▶ **EXCERPT PROVIDED**
= = = =

Key Predictions and Economic Context
Possible CRR Cut and OMO Measures
HSBC economists foresee a 50 basis points (bps) CRR cut, which could inject liquidity into the banking system. This, combined with OMOs, may act as a strategic response to tighten domestic liquidity conditions.
Rate Cut Speculations
Nomura India anticipates an unconventional 25 bps rate cut, reducing the repo rate to 6.25%. This comes amidst slowing GDP growth, which fell from 6.7% in Q1 to 5.4% in Q2, signaling weak private demand. Nomura also predicts further cumulative rate cuts of 100 bps by mid-2025, aiming for a terminal rate of 5.50%.
Inflation and Growth Trade-offs
The RBI's hawkish stance has focused on controlling high CPI inflation, which hit 6.2% year-on-year in October. However, Nomura emphasizes the need for a balanced approach, advocating for policy decisions prioritizing growth in light of the cyclical slowdown.
Stock Market Implications
Stock investors are keenly awaiting the outcome of the RBI Monetary Policy Committee (MPC) meeting. Benchmark indices showed optimism, climbing 1% on Thursday. A rate cut or liquidity-enhancing measures could bolster market sentiment and provide much-needed support to the economy.

= = = =

Point localization data:
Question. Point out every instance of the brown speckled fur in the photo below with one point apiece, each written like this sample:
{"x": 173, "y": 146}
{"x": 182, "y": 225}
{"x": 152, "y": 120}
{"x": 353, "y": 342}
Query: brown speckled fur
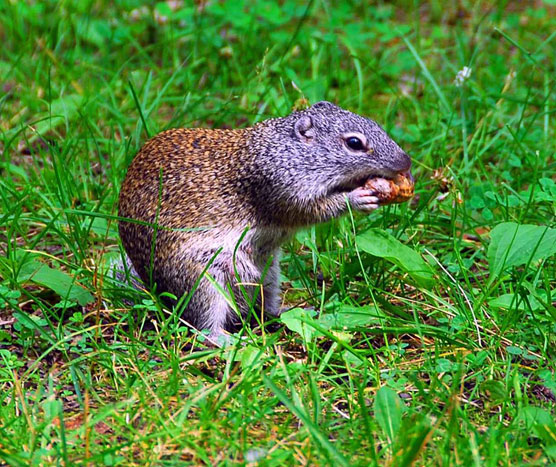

= = = =

▶ **WHAT YOU SHOULD DO**
Write what comes next in the piece on forecasts for the RBI policy meeting, picking up after its final sentence.

▶ **RESPONSE AREA**
Diverging Views Among Economists
- Nuvama Institutional Equities: Believes a rate cut is unlikely, citing pressure on the rupee and recommending liquidity-boosting measures like OMOs.
- HSBC: Suggests the RBI could revert the CRR to pre-COVID levels, releasing ₹1.2 lakh crore to address potential liquidity deficits.
Conclusion
The upcoming RBI policy announcement will play a pivotal role in shaping India's economic trajectory. While some experts highlight the urgency of growth-focused measures, others caution against premature rate cuts given external pressures. All eyes are on December 6, as the central bank balances inflation control with stimulating economic growth.